EXERCISE DESCRIPTION: Copy out every one of the records below word for word, leaving out the pictures.
-- begin --
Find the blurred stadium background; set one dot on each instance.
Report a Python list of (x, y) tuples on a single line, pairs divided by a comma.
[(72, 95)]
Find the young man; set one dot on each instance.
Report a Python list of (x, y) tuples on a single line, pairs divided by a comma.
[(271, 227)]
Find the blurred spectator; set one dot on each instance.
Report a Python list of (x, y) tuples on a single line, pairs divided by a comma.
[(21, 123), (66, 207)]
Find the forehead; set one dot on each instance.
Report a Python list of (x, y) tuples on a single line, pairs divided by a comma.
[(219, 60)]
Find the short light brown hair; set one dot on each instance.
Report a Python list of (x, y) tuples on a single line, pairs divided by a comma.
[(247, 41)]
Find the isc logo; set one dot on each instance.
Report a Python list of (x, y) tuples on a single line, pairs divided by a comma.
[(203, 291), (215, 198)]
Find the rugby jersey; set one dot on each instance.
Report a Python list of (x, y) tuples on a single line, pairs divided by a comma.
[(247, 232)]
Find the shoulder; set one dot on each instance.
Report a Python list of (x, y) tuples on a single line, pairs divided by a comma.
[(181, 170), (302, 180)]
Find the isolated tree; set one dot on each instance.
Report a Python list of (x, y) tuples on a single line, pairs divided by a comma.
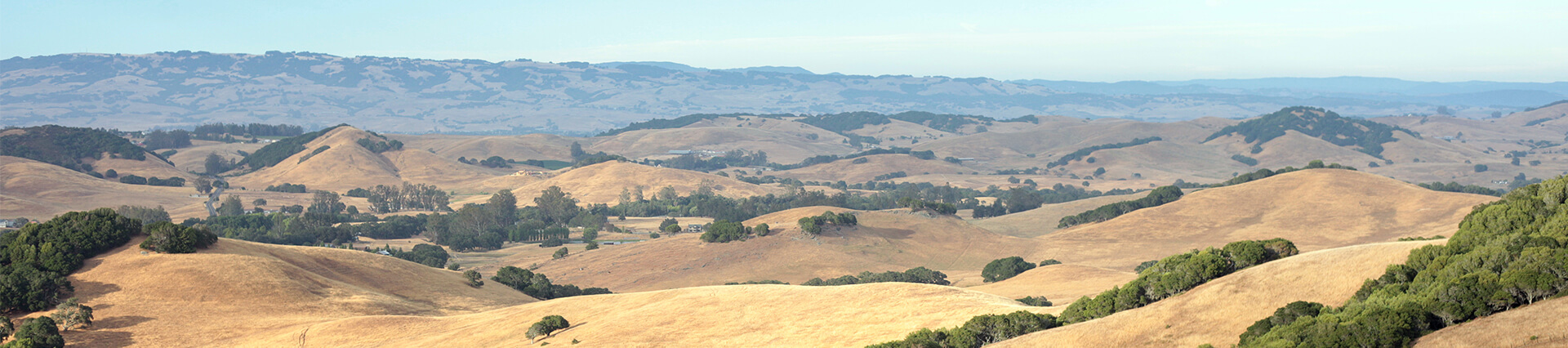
-- end --
RESULT OF THIS EXERCISE:
Find the blurred stadium background; set one dot on each instance.
Report a Python list of (x, y) tuples on a single line, pairs divided by a comma.
[(72, 95)]
Find the young man; set one dot on each instance.
Report a Python list of (x, y) tuples on a single line, pairs divided by a comma.
[(271, 227)]
Find the blurred spectator; set one dot on each instance.
Report a Python list of (x, y) tuples on a single line, pairs divided by a comma.
[(21, 123), (66, 207)]
Find the forehead; set one dot on each instance.
Report a Python list of (x, y) tuples on a single line, pairs divided by a comma.
[(219, 60)]
Find the short light brown hair; set one dot on each instance.
Report a Python list of (x, y) tuples on a single line, pairs divided by a comma.
[(247, 41)]
Find the isc logo; set one dot on each instance.
Report a Python list of (x, y) tuples on a single line, pairs divided by a comma.
[(203, 291), (215, 198)]
Find the rugby jersey; set one dot on each instance.
Report a Python list of (x, y) tuples on a single line, pairs divided by a comma.
[(247, 232)]
Find the shoulder; set one dot on each instance.
Report a Python list of (x, y) tuples on a single line, pairs divided by a comma.
[(181, 170), (302, 180)]
Find the isolated tree; set one dot on each instance.
Report a Python list of (x, y) tuples on a single line, pairs divided by a comma.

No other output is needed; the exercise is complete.